* [Material supplied]
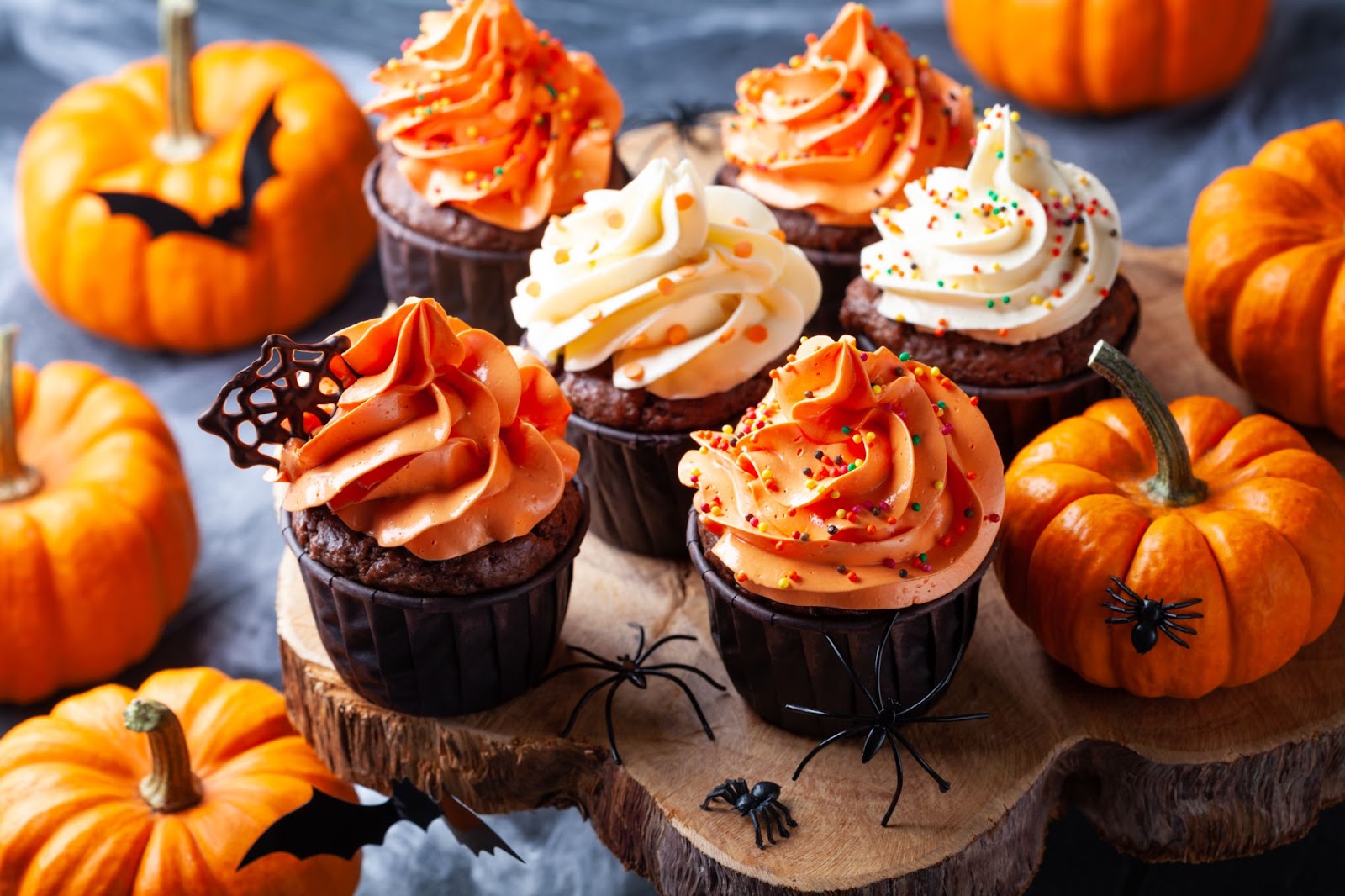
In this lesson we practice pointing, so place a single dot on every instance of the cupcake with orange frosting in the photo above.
(837, 132)
(860, 488)
(435, 513)
(661, 307)
(490, 128)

* [Task directions]
Reproduce the listing above word for word, leaving out the picture.

* [Final answer]
In this lesson we practice pointing, so place a single dot on every instance of the cupcake with orange frosting in the photo above.
(837, 132)
(860, 488)
(435, 513)
(661, 307)
(490, 128)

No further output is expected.